Stored items:
>> Begin

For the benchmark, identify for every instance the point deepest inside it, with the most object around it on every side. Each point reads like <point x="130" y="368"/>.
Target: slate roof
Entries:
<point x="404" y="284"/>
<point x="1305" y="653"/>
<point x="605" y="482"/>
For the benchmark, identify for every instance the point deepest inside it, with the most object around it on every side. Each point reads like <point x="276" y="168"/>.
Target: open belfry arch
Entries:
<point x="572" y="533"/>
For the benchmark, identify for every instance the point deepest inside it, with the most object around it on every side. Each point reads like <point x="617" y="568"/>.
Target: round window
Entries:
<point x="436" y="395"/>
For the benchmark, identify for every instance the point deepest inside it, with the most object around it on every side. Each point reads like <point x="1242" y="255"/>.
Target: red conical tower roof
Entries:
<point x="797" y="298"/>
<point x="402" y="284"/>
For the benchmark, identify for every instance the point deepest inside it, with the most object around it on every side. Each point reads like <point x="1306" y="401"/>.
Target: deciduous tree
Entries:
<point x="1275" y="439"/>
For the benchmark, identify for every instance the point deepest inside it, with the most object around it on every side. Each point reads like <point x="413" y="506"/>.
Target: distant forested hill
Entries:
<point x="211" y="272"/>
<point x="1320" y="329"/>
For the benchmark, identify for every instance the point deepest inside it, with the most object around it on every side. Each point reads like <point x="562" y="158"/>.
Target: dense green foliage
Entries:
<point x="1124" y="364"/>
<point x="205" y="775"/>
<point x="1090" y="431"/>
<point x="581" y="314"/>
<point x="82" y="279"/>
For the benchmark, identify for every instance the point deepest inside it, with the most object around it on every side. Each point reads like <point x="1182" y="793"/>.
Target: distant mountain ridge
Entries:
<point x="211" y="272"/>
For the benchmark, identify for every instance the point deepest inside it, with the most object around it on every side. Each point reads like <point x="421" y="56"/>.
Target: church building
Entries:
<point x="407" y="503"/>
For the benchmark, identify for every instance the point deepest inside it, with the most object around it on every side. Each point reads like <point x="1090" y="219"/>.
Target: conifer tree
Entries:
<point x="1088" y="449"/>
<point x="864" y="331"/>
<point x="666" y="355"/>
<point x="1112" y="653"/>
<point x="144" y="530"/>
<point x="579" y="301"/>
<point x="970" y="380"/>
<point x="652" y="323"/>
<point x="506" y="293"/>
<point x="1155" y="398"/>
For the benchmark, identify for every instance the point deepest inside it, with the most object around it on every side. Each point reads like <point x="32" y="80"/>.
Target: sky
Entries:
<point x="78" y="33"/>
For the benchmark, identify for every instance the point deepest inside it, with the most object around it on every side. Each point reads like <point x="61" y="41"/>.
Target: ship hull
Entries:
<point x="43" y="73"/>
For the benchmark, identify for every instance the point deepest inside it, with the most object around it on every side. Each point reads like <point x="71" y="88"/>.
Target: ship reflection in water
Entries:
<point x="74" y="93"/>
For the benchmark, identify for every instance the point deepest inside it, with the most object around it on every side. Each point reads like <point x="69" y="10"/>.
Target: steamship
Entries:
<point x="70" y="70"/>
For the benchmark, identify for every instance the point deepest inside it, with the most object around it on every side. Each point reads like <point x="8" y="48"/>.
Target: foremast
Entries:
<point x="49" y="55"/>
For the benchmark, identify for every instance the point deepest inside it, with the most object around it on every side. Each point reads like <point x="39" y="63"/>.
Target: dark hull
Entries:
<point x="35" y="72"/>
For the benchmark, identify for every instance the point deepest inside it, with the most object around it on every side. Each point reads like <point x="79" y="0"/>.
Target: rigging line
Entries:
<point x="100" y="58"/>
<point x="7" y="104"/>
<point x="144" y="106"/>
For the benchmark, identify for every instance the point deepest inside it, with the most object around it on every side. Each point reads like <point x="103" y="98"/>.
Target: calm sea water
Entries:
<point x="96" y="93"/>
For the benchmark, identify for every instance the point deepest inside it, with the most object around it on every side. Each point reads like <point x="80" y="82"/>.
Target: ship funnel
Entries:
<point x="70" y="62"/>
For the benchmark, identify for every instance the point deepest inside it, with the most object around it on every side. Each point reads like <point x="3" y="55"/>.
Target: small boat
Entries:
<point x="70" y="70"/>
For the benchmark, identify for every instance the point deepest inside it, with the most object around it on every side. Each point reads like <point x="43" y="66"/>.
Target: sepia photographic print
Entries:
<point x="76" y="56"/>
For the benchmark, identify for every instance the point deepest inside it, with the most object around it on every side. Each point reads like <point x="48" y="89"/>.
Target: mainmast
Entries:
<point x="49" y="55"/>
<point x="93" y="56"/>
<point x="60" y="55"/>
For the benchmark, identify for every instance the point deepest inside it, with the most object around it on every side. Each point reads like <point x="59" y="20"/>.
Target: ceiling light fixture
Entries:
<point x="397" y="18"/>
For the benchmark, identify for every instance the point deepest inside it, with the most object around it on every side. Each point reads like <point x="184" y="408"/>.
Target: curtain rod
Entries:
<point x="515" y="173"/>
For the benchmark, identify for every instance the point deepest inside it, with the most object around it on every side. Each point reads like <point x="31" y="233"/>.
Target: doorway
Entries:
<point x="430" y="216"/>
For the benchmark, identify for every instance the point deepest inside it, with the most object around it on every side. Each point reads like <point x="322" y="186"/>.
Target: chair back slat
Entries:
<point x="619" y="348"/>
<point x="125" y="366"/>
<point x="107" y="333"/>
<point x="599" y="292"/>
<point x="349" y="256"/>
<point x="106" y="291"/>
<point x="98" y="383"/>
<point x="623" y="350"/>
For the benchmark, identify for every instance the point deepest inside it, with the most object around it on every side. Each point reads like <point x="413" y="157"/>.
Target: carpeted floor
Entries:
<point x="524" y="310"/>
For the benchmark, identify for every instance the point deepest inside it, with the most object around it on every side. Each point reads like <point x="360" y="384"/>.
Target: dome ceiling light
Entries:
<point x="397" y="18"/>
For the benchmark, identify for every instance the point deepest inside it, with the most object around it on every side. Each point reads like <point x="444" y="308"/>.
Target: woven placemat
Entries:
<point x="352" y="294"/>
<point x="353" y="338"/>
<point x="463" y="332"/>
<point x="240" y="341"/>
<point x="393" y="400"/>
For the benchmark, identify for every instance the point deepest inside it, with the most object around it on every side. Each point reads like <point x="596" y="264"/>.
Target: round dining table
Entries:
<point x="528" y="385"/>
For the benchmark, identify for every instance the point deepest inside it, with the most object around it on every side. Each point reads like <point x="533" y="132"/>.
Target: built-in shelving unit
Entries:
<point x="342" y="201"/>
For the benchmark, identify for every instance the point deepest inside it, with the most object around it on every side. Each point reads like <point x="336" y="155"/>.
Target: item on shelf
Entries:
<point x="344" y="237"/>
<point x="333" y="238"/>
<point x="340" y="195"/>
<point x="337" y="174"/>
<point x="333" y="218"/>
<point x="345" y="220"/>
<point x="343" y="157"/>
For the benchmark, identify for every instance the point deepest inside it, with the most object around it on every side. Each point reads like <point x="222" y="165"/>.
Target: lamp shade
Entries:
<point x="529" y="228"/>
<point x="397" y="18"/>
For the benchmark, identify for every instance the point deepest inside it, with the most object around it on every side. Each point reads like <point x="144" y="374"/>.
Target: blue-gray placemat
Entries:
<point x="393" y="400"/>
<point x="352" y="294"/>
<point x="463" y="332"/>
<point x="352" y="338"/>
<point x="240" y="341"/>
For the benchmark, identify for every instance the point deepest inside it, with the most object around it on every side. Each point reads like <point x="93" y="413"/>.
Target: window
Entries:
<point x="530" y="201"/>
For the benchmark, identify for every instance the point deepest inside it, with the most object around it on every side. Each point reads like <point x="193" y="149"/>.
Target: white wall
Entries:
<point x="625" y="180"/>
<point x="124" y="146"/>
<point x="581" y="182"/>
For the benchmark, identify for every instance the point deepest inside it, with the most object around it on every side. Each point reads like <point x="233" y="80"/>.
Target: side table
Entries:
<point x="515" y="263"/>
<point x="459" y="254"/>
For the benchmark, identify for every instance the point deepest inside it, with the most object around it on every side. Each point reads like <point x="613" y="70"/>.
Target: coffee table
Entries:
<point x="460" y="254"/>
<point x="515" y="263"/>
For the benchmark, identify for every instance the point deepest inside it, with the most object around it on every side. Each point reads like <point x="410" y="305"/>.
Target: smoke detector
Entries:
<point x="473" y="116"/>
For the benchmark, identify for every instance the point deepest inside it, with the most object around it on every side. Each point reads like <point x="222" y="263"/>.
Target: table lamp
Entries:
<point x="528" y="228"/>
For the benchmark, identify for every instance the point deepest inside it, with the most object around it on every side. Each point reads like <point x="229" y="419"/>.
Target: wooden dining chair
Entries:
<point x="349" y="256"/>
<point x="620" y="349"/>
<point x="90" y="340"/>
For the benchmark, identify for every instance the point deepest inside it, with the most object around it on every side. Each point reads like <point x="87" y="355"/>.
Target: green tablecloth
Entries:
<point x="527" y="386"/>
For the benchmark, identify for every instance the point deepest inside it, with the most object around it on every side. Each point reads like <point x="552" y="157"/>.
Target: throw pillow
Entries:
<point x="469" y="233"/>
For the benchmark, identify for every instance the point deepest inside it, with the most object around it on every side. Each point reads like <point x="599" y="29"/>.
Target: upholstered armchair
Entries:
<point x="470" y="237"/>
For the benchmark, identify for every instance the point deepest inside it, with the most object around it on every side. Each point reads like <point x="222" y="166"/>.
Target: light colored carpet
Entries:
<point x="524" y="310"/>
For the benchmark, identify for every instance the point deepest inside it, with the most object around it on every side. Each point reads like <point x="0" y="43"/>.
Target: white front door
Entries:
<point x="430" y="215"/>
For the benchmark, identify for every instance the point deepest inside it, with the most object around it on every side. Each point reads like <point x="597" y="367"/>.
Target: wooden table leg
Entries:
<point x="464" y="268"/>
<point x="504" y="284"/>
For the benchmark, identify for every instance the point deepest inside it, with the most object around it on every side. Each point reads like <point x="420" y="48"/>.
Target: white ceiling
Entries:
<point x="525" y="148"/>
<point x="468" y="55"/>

>> End

» **Your instructions**: How many of the lines above contain the word "white"? Give only the number.

» **Problem solution**: 3